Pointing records
--- Start ---

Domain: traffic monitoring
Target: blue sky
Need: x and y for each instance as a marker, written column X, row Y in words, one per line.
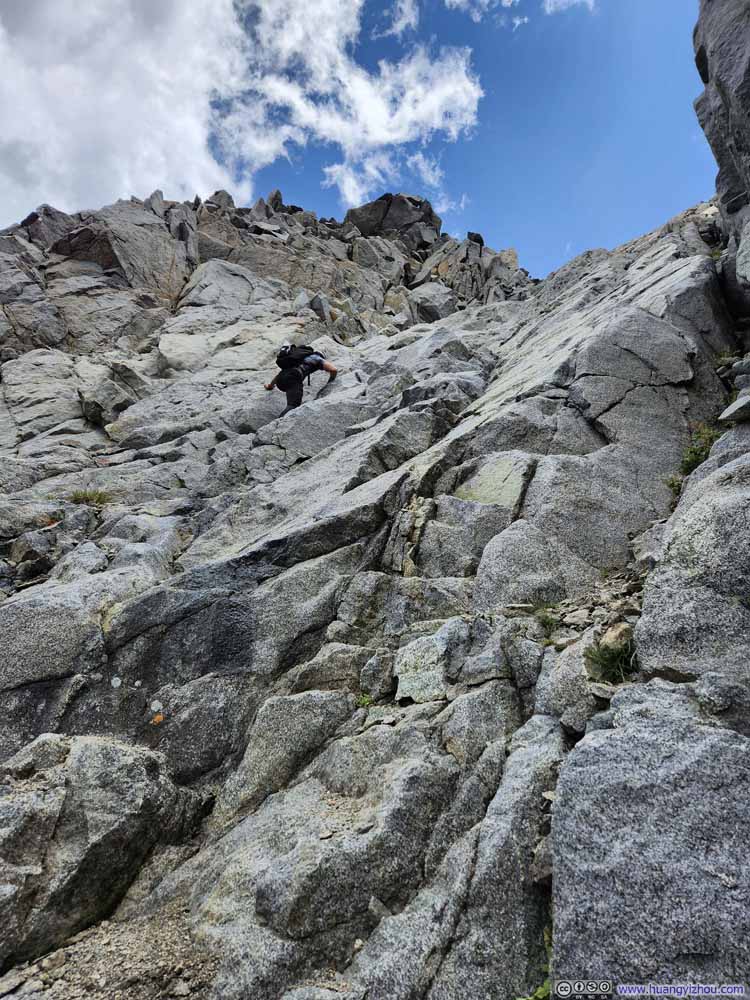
column 553, row 126
column 586, row 135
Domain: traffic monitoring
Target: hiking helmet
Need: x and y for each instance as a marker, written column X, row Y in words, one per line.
column 287, row 378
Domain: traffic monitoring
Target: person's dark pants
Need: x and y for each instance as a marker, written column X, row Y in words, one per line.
column 293, row 397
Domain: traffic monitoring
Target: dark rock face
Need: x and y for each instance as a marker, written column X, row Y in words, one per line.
column 351, row 702
column 410, row 219
column 723, row 61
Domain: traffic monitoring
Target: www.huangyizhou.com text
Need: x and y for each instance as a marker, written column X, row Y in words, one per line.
column 680, row 989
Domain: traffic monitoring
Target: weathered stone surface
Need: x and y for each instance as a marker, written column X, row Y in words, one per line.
column 79, row 815
column 336, row 623
column 622, row 882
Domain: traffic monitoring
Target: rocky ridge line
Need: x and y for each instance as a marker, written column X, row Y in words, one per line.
column 366, row 700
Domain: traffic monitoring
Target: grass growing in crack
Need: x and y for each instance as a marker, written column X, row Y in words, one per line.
column 702, row 439
column 675, row 485
column 544, row 991
column 94, row 498
column 612, row 664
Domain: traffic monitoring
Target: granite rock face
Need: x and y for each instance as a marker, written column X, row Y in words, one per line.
column 352, row 701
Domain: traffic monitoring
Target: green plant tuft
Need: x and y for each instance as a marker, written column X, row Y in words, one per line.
column 95, row 498
column 549, row 622
column 675, row 485
column 702, row 439
column 612, row 664
column 544, row 991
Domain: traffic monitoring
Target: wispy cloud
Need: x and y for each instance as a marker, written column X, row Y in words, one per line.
column 427, row 169
column 476, row 9
column 94, row 105
column 404, row 16
column 555, row 6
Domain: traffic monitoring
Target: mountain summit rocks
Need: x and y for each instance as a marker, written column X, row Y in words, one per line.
column 377, row 698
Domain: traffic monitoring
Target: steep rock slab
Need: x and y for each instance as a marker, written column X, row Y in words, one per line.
column 696, row 613
column 648, row 886
column 135, row 242
column 77, row 818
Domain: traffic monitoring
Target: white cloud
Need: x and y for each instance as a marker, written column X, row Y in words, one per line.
column 445, row 205
column 404, row 17
column 427, row 169
column 93, row 107
column 555, row 6
column 116, row 97
column 476, row 9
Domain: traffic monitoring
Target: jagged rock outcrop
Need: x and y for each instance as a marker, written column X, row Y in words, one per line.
column 375, row 699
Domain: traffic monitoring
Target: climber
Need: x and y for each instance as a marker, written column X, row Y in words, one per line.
column 297, row 363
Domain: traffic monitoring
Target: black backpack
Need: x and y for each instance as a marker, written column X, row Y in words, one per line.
column 294, row 356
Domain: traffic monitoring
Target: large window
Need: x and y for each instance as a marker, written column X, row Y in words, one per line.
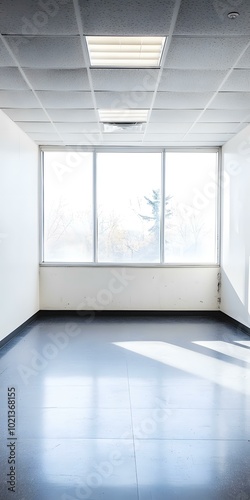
column 128, row 203
column 130, row 207
column 68, row 207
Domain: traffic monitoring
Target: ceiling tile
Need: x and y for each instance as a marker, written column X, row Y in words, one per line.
column 180, row 100
column 163, row 137
column 72, row 115
column 134, row 80
column 172, row 116
column 225, row 115
column 122, row 100
column 177, row 80
column 215, row 53
column 47, row 52
column 215, row 128
column 77, row 128
column 203, row 17
column 17, row 115
column 209, row 137
column 11, row 79
column 58, row 79
column 231, row 100
column 238, row 81
column 84, row 139
column 29, row 17
column 122, row 137
column 37, row 127
column 17, row 99
column 60, row 99
column 5, row 57
column 44, row 136
column 175, row 128
column 113, row 17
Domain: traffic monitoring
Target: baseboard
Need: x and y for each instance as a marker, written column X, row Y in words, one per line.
column 19, row 329
column 218, row 315
column 43, row 313
column 234, row 322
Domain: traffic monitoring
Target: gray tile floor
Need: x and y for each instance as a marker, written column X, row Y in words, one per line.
column 126, row 408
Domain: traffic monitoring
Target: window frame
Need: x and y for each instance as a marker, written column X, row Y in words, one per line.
column 120, row 149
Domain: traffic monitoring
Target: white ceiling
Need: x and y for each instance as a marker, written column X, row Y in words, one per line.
column 199, row 97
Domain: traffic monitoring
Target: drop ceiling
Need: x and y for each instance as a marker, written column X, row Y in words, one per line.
column 199, row 96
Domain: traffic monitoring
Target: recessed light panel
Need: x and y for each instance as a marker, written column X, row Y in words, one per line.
column 125, row 51
column 123, row 115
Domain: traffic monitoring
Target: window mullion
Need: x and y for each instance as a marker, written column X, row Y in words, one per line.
column 162, row 223
column 95, row 222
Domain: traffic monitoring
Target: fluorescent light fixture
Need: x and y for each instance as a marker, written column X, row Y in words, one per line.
column 125, row 51
column 123, row 115
column 123, row 127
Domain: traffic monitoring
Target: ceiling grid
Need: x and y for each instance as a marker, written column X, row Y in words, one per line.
column 198, row 96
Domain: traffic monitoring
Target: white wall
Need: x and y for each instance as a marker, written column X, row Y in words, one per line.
column 19, row 270
column 236, row 227
column 117, row 288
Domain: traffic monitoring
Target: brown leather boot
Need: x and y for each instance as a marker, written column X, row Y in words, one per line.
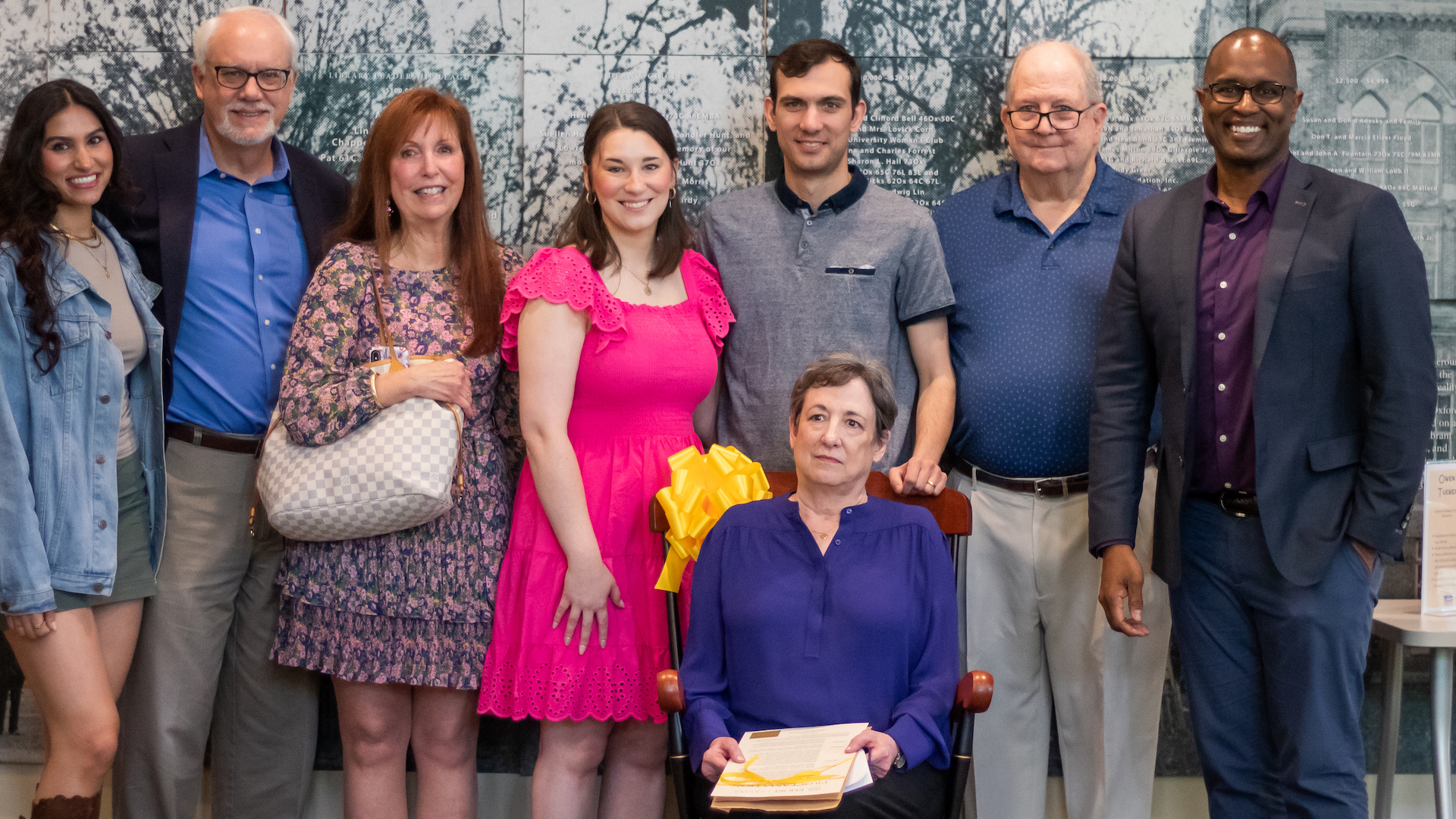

--- End ---

What is asked
Which lines of the records contain the word "cloud"? Collect and copy each of them.

Worked solution
Target: wispy cloud
Target: white cloud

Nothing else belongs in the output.